◆ TASK INSTRUCTIONS:
Rewrite the stretch of entries from the line containing "head in the photo above." through the line containing "[[982, 273], [484, 307], [568, 287], [328, 295]]" as a numbered list, both lines included and blank lines omitted.

◆ PROVIDED INFORMATION:
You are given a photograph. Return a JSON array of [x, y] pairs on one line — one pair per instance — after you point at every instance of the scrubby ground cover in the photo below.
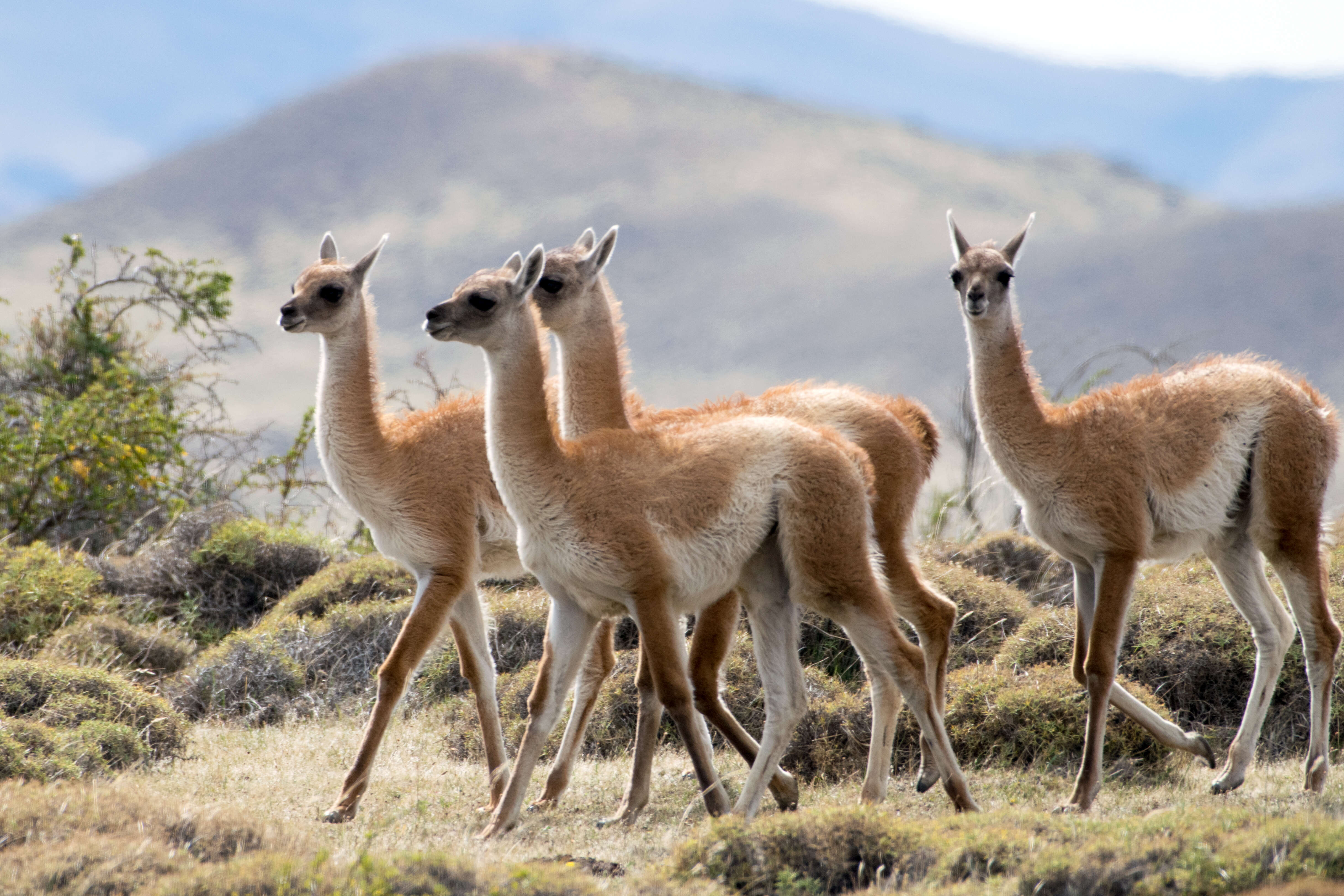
[[222, 675]]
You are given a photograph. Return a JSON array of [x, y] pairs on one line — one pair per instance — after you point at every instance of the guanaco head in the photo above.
[[982, 273], [484, 307], [568, 287], [328, 295]]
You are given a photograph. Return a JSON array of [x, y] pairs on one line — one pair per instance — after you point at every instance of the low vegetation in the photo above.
[[64, 722], [41, 590], [847, 850]]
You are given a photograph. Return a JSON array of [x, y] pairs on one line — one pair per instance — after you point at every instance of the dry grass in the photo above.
[[271, 785]]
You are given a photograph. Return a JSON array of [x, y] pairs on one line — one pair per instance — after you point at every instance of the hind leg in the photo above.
[[896, 669], [775, 637], [933, 619], [436, 598], [597, 669], [1163, 731], [710, 645], [568, 633], [1300, 569], [1242, 573]]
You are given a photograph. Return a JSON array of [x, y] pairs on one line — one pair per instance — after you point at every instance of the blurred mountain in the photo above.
[[760, 241], [198, 69]]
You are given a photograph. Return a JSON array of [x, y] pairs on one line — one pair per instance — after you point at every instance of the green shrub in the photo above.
[[987, 612], [111, 643], [1019, 561], [369, 578], [248, 676], [67, 696], [36, 751], [216, 571], [836, 851], [39, 590]]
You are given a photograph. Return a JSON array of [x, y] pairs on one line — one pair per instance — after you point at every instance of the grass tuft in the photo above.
[[41, 589]]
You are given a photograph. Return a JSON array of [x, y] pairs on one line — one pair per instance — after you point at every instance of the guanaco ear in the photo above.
[[597, 260], [1015, 244], [365, 264], [531, 272], [327, 252], [960, 245]]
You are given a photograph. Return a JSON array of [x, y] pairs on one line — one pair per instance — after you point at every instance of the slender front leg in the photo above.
[[478, 666], [1298, 562], [933, 619], [597, 669], [568, 635], [436, 597], [646, 742], [664, 647], [1099, 668], [715, 628]]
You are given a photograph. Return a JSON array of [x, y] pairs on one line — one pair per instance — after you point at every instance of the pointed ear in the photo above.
[[365, 264], [531, 272], [959, 244], [597, 260], [328, 252], [1015, 244]]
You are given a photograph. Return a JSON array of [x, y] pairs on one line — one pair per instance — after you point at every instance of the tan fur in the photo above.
[[897, 434], [423, 484], [1229, 455], [767, 504]]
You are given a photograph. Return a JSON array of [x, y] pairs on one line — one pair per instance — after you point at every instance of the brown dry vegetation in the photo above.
[[240, 813]]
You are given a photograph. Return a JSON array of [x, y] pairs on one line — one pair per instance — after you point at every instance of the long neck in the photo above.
[[522, 447], [1009, 404], [349, 409], [593, 367]]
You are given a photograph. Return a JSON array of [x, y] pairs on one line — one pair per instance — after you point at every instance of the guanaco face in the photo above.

◆ EXERCISE OUTPUT:
1. You are given a photograph. Return a JSON array of [x, y] pairs on one line — one pair per instance — after you point at every instance of the guanaco head in the photo above.
2. [[982, 273], [484, 307], [568, 287], [328, 295]]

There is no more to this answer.